■ Passage given:
----

Re: Latency in statics graph

New Message Reply Date view Thread view Subject view Author view

From: agenty++at++paris.sgi.com
Date: 11/13/2001 02:26:14


Hi,

May be this old article will be interresting about this,
You will find above a Latency Performer article (1985 i think )
is this seems still acurate ?

Ariane

On Nov 12, 12:02pm, Marcin Romaszewicz wrote:
> Subject: Re: Latency in statics graph
>
> It's not just the sum of APP+CULL+DRAW time, but rather the sum of three
> frame boundaries. If you're swapping at 60Hz and running APP_CULL_DRAW,
> the whole process pipeline takes 3 * 16.6 ms, since data does not flow in
> the pipeline until the frame boundary.
>
> -- Marcin
>
> On Mon, 12 Nov 2001, Keith Parkins wrote:
>
> > Marcin,
> >
> > This is what I thought, but the numbers don't add up. When I run the
> > stats, I'll get approximately 2ms for app, 2ms for cull, and 7-9ms for
> > draw. However the latency reported is 29ms. Do you know why this would
> > be? The app line in the graph is solid for the 2ms length, but then a
> > dotted line extends beyond the next frame (app 17ms from the looks). My
> > question is whether or not my latency is arround 13ms which I get from
> > adding or 29ms, and where are the extra 12ms comming from? I am running
> > Performer 2.2 if that makes a difference.

----

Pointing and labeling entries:
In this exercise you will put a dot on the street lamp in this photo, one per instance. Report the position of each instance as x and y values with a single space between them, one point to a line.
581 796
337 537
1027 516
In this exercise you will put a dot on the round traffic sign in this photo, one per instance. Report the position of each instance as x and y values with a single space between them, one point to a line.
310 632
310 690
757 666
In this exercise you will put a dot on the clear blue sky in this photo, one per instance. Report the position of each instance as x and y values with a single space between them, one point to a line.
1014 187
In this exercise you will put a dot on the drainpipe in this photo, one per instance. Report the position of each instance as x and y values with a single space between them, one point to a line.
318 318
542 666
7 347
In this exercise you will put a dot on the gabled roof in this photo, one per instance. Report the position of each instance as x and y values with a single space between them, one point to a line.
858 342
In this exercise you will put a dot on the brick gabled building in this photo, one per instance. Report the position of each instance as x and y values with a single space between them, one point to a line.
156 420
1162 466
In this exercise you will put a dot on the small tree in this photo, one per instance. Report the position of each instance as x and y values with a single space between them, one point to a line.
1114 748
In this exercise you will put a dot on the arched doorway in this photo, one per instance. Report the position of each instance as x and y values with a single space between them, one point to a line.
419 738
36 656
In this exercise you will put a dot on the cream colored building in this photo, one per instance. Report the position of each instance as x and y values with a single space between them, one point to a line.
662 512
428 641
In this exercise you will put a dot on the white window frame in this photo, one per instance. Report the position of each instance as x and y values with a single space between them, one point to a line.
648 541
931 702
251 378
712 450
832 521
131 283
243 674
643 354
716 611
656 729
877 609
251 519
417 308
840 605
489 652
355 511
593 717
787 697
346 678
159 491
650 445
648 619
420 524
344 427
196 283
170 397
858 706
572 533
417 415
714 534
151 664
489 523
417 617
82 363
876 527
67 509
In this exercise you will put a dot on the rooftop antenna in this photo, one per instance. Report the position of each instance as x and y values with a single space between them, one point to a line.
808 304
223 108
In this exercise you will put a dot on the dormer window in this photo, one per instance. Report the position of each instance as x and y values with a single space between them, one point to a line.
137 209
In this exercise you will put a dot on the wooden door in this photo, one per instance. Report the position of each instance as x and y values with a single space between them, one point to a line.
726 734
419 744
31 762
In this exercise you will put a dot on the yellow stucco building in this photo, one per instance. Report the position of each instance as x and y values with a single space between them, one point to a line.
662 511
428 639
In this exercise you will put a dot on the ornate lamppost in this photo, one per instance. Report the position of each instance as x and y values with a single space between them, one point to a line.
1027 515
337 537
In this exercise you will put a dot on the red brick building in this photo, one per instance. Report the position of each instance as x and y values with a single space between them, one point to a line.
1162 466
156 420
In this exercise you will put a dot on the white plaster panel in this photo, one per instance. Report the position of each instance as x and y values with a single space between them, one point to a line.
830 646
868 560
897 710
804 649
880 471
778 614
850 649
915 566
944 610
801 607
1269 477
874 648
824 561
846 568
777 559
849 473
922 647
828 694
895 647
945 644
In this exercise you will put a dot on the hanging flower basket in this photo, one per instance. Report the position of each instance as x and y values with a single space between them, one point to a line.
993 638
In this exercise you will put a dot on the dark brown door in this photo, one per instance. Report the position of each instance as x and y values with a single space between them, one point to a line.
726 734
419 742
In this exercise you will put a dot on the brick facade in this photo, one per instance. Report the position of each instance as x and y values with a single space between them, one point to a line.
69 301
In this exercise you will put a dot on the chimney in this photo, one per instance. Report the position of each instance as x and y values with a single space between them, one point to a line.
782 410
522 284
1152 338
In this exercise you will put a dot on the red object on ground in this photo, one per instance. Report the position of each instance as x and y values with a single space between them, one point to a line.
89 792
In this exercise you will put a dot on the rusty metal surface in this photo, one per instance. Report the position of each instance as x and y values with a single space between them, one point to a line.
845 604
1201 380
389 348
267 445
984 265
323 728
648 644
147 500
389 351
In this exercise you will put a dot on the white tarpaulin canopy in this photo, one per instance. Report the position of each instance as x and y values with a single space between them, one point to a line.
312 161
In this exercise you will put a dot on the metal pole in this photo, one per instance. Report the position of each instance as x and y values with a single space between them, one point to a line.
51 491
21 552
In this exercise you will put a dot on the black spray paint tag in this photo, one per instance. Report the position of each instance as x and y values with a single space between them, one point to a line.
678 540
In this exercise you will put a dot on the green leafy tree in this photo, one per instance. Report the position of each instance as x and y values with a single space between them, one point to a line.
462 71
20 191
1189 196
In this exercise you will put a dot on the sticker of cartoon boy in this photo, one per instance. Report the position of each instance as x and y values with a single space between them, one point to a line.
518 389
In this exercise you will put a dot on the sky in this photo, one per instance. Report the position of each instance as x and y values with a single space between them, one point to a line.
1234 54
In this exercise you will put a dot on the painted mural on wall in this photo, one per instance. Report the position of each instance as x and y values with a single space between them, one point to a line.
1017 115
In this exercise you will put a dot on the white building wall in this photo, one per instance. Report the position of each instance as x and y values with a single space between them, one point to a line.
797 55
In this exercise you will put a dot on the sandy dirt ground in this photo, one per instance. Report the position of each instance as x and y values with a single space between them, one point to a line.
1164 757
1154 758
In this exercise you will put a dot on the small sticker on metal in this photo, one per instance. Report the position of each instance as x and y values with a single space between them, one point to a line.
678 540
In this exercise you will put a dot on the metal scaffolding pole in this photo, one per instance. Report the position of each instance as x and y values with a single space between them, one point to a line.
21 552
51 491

----

■ Set of tasks:
- 1) Pull out every line of the listing that contains the word "pole".
- 2) Resume the mailing-list thread about latency in the statistics graph, writing on from its last line.

■ The replies:
- 1)
In this exercise you will put a dot on the metal pole in this photo, one per instance. Report the position of each instance as x and y values with a single space between them, one point to a line.
In this exercise you will put a dot on the metal scaffolding pole in this photo, one per instance. Report the position of each instance as x and y values with a single space between them, one point to a line.

- 2)
> >
> > Keith
> >
> > On Wed, 31 Oct 2001, Marcin Romaszewicz wrote:
> >
> > >
> > > The latency is how long it will take for a change you make in performer
to
> > > appear on the screen. Say you are running APP_CULL_DRAW multiprocess and
> > > each process takes 10 ms. You make a change in the beginning of the app,
> > > 10 ms later its in the cull, 10 ms after that its in the draw, and after
> > > another 10 ms it's on your screen after a buffer swap.
> > >
> > > -- Marcin
> > >
> > > On Wed, 31 Oct 2001, Keith Parkins wrote:
> > >
> > > > Hi,
> > > >
> > > > When I toggle the statistics graph, I notice that the latency seems
> > > > unusually high. My app cull and dram are all under 10ms but the latency
> > > > can be up above 30ms. Is this latency due to drawing the satistics
graph
> > > > or due to some other area? Where should I be looking to trim down the
> > > > time? I couldn't find documentation on this field in the stats graph,
but
> > > > if there is some, could you point it out to me?
> > > >
> > > > Thanks for the help!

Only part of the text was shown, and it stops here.